--- SOURCE MATERIAL ---

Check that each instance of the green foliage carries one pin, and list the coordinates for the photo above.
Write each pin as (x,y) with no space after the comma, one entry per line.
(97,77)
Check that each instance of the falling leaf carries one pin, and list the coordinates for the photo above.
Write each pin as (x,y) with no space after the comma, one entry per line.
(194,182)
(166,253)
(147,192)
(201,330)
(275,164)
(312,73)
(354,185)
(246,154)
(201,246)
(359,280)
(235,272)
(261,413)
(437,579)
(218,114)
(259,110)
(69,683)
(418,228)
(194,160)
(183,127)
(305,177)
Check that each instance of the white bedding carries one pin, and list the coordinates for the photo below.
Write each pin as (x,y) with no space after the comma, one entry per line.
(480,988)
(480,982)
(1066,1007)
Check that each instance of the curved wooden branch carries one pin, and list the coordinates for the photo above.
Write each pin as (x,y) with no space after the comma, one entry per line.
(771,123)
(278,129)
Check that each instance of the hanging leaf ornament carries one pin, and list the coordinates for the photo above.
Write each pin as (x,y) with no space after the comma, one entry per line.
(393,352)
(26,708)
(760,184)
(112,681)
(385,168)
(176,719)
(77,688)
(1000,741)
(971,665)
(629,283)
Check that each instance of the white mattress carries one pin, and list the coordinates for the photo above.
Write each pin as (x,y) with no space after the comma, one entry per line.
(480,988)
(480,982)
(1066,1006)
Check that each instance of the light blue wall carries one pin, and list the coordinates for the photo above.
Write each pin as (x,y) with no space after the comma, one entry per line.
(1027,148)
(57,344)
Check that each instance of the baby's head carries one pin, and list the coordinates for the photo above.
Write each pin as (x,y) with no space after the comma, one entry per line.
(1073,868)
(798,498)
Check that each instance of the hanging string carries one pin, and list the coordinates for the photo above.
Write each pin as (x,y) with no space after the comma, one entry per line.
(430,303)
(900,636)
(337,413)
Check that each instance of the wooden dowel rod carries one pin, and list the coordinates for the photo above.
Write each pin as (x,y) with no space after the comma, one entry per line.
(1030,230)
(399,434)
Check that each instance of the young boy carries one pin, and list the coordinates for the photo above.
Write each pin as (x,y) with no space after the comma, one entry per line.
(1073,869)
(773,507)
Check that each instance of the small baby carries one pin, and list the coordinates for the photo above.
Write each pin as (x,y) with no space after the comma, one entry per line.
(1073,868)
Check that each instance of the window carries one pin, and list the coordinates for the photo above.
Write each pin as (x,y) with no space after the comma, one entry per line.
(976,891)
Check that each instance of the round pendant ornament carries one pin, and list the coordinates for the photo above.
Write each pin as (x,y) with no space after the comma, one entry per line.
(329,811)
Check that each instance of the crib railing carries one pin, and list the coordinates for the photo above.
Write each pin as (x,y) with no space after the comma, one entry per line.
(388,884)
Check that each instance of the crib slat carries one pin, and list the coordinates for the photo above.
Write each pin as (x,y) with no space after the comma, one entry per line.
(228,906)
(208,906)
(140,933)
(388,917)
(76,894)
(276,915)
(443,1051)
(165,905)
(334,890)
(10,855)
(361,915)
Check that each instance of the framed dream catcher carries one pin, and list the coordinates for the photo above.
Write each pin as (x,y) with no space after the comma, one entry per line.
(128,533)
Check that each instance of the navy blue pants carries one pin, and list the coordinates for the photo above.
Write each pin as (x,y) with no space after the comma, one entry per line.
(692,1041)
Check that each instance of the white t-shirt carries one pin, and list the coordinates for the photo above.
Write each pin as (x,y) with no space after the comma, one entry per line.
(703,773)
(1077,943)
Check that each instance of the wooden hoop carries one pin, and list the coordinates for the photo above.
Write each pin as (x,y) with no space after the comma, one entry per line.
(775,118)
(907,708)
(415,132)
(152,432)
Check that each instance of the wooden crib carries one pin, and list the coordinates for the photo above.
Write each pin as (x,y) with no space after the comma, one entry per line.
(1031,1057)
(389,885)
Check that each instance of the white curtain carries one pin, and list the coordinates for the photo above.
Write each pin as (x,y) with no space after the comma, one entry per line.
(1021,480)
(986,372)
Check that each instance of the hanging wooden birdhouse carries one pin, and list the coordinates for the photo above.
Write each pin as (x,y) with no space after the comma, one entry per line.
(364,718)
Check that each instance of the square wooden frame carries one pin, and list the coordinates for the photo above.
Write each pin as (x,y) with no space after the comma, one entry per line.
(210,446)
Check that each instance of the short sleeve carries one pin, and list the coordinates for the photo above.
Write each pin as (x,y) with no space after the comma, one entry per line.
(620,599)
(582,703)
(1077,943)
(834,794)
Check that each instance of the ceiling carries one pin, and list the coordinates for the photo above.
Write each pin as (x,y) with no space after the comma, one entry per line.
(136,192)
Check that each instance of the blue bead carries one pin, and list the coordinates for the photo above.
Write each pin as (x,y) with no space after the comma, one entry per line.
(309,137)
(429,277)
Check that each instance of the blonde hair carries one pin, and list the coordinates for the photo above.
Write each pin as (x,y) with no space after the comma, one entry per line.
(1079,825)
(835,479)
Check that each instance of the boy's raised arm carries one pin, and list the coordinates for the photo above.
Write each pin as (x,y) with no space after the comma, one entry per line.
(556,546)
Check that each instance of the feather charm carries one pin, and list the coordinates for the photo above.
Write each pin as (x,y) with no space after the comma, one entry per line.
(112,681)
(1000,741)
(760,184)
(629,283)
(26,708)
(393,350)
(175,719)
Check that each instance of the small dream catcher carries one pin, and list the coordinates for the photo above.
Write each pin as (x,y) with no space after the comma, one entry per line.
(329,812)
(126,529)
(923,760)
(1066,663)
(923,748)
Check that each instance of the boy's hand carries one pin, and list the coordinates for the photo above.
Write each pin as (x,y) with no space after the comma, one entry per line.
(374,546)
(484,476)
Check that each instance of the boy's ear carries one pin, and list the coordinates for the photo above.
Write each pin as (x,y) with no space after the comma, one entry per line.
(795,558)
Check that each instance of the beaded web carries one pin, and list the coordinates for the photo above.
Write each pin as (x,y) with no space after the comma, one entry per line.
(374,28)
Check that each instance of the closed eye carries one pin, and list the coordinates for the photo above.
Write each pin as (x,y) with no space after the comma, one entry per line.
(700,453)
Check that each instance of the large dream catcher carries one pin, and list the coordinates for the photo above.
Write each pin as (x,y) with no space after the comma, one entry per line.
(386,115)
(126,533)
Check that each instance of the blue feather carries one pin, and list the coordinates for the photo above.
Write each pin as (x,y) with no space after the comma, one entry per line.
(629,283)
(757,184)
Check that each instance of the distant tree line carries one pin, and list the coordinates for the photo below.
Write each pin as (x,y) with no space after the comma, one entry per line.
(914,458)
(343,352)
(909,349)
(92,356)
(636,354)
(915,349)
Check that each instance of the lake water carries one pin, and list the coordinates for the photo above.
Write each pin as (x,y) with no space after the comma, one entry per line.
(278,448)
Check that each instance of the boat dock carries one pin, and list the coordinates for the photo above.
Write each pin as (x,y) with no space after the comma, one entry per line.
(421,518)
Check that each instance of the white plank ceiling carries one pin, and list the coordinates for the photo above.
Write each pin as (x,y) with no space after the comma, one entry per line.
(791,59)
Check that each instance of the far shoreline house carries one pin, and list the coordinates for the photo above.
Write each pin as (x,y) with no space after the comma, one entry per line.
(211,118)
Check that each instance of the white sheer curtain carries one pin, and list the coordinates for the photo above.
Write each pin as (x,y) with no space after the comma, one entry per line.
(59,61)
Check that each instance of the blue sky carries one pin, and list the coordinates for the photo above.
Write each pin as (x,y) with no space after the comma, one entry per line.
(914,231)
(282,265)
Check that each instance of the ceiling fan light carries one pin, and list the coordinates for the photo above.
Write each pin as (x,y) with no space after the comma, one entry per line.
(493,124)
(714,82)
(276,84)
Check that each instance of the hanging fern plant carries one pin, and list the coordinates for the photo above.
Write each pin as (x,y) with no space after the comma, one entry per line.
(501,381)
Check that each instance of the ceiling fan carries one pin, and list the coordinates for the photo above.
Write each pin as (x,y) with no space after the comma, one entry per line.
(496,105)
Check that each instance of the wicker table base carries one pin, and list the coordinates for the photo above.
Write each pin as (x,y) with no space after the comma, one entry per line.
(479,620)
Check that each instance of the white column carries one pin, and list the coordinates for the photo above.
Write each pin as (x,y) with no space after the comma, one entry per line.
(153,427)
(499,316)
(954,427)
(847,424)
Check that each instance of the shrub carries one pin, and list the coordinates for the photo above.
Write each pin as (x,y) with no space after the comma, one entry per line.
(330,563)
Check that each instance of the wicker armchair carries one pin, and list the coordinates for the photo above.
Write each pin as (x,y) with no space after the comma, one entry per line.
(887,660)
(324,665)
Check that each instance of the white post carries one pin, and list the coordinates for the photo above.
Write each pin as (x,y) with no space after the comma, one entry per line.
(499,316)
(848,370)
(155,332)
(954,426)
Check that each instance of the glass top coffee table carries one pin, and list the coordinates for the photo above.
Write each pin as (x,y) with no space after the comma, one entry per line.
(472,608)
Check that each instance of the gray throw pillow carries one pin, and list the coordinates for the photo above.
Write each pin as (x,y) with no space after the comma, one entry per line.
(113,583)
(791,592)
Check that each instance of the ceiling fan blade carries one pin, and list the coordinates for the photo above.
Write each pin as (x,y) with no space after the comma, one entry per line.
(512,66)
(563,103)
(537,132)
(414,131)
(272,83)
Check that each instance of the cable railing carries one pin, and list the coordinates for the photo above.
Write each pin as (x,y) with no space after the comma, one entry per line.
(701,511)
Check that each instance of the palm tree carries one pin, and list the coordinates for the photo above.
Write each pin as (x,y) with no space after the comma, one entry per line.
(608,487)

---

▸ WHAT YOU WILL DO
In the entries above, find the line holding "Check that each instance of the blue bead" and the line holding "Check that each instance of the boy's hand"; print both of them and every line between, exactly, and nothing else.

▸ EXERCISE SOLUTION
Check that each instance of the blue bead carries one pin, and list the coordinates for the photo above.
Write each pin as (x,y) with no space after the comma, one entry per line.
(309,137)
(429,277)
Check that each instance of the blonde hair carries one pin, and list the coordinates for the photo above.
Write each pin as (x,y) with no space after the comma, one entry per line.
(1079,825)
(835,479)
Check that each instance of the boy's raised arm carries one pin, and list the coordinates for the photo above.
Write each pin as (x,y) with no space after the comma, one entry per line.
(556,546)
Check that each instance of the feather charm carries one pin, and list the coordinates for the photo above.
Write each pin as (x,y) with no space after the comma, one entry per line.
(112,681)
(1000,741)
(760,184)
(629,283)
(26,708)
(393,350)
(175,719)
Check that each instance of the small dream catcher carries one pin, and list the coordinates for the photo above.
Write each pin as (x,y) with no space after the comma, one entry per line.
(329,812)
(126,529)
(923,760)
(1066,663)
(923,748)
Check that each instance of the boy's hand carries one pin, and list the coordinates for the photo above.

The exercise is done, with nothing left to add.